#### Check your understanding:
a) Decide whether each statement below agrees with the gene regulatory network abstract. Answer yes or no for each and quote the words from the abstract that settle it.
(i) The abstract credits Chai et al., 2014 for the issues that expression-based inference approaches face.
(ii) The abstract ties the importance of causality to the emergence of cellular decision-making.
(iii) The CoSMo Company is listed at 46 allée d'Italie.
b) Using the gene regulatory network abstract, answer each question below on its own line:
(i) What full laboratory name goes with the acronym LBMC?
(ii) Which two studies are cited as examples of recent high-throughput single cell expression data?
(iii) With what should the emergent properties of a mechanistic GRN model match?
c) Extend the gene regulatory network abstract, starting after its final sentence.

#### Given passage:
= Beginning of Section =
Toward a dynamic multi-scale/level approach for Gene Regulatory Network inference
Arnaud Bonnaffoux  1, 2@  
1 : Laboratoire de Biologie Moléculaire de la Cellule  (LBMC)  -  Website
CNRS : UMR5239, Institut national de la recherche agronomique (INRA) : UR5239, Université Claude Bernard - Lyon I (UCBL), École Normale Supérieure (ENS) - Lyon
ENS de Lyon 46 allée d'Italie 69364 LYON Cedex 07 -  France
2 : The CoSMo Company  (CoSMo)  -  Website
The CoSMo Company
5 passage du Vercors, 69007 Lyon -  France

Arnaud Bonnaffoux-Toward a dynamic multi-scale/level approach for Gene Regulatory Network inference

A.Bonnaffoux*#, U.Herbach*, A.Richard*, E.Vallin*, PA.Gros#, C.La Rota#, S.Prokopiou#, O.Gandrillon*

* Laboratoire de Biologie et Modélisation de la Cellule, UMR5239 CNRS/ENS Lyon/UCBL/HCL Lyon 69007

# The Cosmo Company, Lyon 69007

 

Gene regulatory networks (GRN) play an important role in many biological processes, such as differentiation, and their identification has raised great expectations for understanding cell behavior. Many computational GRN inference approaches have been described, which are based on expression data but they face common issues such as data scarcity, high dimensionality or population blurring (Chai et al., 2014). We believe that recent high-throughput single cell expression data (see e.g. Pina et al., 2012 ; Shalek et al., 2014) acquired in time-series will allow to overcome these issues and give access to causality, instead of « simple » correlation, for gene interactions. Causality is very important for mechanistic model inference and biological relevance because it enables the emergence of cellular decision-making. Emergent properties of a mechanistic model of a GRN should then match with multi-scale (molecular/cellular) and multi-level (single cell/population) observations.
= End of Section =
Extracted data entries
= Beginning of Section =
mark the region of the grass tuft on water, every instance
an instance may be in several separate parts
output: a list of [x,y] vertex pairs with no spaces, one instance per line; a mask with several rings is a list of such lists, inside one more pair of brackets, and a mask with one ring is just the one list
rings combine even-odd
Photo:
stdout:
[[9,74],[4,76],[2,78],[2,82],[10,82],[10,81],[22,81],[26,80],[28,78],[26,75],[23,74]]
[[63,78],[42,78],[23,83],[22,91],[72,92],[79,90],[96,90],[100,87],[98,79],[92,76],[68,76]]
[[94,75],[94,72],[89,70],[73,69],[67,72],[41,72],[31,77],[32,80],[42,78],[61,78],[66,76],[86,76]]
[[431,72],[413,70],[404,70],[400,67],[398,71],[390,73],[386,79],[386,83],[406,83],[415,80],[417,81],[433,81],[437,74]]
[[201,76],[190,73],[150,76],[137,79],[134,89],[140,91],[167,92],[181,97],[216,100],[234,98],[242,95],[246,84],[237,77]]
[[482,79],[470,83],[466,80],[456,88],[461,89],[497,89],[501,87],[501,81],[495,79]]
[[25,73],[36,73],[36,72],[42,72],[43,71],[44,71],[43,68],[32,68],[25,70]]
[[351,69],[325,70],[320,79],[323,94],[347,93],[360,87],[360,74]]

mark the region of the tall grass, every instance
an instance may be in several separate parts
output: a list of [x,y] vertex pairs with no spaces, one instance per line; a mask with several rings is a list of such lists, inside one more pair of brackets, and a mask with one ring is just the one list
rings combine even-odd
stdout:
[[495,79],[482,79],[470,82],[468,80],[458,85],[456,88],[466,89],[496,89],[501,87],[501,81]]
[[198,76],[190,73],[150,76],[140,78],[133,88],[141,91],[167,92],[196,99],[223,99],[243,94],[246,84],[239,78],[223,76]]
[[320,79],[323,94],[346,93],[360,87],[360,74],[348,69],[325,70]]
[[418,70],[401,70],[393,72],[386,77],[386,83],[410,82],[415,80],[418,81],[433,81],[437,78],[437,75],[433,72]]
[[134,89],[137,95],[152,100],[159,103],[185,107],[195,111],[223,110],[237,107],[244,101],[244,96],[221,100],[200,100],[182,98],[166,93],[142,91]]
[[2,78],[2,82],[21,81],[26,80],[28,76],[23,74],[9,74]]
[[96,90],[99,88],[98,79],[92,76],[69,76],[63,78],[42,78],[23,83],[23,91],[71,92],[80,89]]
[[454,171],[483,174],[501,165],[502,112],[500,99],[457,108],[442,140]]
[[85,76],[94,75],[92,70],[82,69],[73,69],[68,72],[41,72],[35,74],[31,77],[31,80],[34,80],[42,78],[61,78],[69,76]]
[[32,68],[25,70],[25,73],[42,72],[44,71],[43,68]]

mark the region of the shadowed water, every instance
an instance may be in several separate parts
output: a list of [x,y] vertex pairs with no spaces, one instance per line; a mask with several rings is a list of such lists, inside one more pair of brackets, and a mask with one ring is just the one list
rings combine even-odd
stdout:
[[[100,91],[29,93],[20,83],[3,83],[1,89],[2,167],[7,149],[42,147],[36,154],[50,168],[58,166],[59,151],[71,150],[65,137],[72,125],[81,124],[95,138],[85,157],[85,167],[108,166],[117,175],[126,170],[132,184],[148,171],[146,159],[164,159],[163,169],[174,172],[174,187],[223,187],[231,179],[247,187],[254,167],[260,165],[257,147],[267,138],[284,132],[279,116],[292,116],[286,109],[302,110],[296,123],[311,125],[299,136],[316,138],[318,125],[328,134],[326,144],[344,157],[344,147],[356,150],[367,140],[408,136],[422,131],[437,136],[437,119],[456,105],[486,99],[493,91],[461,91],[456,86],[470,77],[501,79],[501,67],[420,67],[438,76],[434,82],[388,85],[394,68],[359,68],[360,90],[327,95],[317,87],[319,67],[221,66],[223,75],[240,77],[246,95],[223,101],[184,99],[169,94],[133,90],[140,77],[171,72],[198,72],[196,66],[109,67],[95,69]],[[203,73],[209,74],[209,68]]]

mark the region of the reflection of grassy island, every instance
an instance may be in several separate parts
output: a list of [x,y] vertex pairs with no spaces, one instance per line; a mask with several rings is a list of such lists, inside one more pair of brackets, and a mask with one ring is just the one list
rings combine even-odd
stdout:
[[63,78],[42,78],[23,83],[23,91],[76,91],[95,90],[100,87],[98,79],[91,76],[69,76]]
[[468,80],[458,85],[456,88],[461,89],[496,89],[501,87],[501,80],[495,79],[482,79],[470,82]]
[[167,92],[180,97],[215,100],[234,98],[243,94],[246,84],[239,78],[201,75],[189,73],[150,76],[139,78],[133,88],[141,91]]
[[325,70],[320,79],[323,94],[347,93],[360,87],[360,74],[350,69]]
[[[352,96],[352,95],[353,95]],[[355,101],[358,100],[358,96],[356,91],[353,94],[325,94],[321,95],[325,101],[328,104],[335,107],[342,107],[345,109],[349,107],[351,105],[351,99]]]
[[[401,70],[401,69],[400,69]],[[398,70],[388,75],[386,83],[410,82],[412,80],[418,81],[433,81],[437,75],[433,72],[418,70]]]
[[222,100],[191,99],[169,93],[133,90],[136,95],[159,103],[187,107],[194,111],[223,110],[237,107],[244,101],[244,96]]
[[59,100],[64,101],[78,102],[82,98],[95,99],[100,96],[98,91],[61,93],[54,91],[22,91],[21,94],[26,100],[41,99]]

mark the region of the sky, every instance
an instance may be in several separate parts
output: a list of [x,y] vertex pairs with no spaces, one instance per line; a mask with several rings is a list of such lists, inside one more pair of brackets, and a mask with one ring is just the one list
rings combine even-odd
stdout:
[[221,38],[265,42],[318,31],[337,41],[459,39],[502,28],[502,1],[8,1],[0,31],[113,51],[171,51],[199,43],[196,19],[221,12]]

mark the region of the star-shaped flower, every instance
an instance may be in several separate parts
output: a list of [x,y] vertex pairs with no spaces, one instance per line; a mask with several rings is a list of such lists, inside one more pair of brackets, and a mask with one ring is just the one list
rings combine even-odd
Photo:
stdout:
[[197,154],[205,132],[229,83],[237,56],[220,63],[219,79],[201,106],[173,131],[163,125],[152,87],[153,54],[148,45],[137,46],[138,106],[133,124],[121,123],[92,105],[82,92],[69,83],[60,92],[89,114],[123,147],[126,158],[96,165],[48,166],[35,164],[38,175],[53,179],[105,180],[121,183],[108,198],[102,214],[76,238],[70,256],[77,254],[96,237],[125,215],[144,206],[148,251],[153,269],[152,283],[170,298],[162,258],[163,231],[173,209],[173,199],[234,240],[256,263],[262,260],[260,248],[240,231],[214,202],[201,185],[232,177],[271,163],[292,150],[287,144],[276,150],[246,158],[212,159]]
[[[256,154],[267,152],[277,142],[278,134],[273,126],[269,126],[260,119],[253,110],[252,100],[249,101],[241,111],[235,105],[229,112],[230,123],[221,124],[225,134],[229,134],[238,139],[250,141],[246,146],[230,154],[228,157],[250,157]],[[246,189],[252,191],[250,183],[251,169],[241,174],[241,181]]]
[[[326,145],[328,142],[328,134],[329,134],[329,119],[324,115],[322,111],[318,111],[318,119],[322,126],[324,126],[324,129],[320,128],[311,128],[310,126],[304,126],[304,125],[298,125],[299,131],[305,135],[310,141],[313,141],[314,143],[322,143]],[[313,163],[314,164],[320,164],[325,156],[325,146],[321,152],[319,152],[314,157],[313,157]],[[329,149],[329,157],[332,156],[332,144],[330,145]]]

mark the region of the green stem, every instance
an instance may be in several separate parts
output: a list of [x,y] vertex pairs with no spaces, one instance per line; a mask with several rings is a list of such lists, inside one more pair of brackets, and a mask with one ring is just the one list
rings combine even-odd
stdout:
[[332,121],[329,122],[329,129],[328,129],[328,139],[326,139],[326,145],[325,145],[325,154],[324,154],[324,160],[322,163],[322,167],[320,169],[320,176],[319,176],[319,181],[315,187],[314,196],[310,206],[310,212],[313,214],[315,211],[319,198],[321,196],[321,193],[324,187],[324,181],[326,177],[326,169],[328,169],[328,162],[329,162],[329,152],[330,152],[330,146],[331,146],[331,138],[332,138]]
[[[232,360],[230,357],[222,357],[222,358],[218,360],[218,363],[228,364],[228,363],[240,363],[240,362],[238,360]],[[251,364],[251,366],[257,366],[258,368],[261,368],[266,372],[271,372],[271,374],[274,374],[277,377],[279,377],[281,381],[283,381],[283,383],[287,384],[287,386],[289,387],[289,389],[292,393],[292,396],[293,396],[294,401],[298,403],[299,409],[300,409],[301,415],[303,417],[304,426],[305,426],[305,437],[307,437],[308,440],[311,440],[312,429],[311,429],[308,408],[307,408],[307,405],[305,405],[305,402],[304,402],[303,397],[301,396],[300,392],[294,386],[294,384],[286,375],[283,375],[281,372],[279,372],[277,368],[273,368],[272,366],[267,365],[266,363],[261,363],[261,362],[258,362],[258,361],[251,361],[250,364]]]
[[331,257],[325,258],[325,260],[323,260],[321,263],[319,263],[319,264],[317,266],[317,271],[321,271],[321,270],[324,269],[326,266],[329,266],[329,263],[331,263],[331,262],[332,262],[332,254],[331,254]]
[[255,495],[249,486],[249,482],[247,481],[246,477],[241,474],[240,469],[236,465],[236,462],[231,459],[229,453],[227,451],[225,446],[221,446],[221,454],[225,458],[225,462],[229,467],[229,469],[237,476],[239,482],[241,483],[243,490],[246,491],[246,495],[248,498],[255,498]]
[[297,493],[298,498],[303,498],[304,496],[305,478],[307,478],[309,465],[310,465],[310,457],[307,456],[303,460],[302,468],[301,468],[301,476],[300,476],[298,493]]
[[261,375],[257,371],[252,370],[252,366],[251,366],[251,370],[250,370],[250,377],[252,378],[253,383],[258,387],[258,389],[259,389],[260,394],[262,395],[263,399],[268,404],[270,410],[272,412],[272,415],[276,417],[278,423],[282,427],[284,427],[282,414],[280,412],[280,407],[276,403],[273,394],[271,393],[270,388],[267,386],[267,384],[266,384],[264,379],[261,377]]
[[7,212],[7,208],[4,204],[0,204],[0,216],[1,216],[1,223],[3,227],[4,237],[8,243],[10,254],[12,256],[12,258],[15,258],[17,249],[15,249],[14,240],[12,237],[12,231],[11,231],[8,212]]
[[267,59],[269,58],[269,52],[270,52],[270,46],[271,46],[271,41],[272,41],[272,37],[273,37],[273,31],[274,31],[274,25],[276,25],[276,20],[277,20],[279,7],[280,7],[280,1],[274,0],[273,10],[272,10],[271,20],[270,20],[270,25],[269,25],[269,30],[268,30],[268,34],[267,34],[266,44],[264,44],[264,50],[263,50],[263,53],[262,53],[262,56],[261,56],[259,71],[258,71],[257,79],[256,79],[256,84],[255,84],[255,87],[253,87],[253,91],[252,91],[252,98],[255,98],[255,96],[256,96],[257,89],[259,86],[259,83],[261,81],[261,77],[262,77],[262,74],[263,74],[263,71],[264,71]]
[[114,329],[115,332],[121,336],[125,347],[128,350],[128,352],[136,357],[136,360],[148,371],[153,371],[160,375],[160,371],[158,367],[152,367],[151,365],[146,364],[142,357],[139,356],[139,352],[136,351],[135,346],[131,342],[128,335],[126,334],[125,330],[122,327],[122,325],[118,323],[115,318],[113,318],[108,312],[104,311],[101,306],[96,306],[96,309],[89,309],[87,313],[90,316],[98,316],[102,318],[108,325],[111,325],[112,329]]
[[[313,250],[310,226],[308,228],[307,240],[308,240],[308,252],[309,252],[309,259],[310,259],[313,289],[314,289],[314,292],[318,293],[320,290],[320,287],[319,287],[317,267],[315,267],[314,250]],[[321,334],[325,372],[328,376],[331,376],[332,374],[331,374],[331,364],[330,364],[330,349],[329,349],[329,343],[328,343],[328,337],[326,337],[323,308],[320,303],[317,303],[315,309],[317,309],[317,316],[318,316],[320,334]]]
= End of Section =
#### Responses by task:
a)
(i) Yes: "they face common issues such as data scarcity, high dimensionality or population blurring (Chai et al., 2014)"
(ii) Yes: "Causality is very important for mechanistic model inference and biological relevance because it enables the emergence of cellular decision-making."
(iii) No: "5 passage du Vercors, 69007 Lyon -  France"

b)
(i) Laboratoire de Biologie Moléculaire de la Cellule
(ii) Pina et al., 2012 and Shalek et al., 2014
(iii) Multi-scale (molecular/cellular) and multi-level (single cell/population) observations

c)
We will expose a GRN inference framework based on these assumptions. It follows three steps:

  • Node parametric inference. We have inferred the parameters from a stochastic mechanistic model of gene expression, the Random Telegraph model (Kim and Marioni, 2013), thank's to time-series single cell expression data from a population of chicken erythrocyte progenitor during their differentiation process (Gandrillon et al., 1999)

  • Model reduction. This is mostly an ongoing work, and will make use of specific constraints applying to the network.

  • The final step will consist in network inference constrained by dynamic multi-scale/level observations.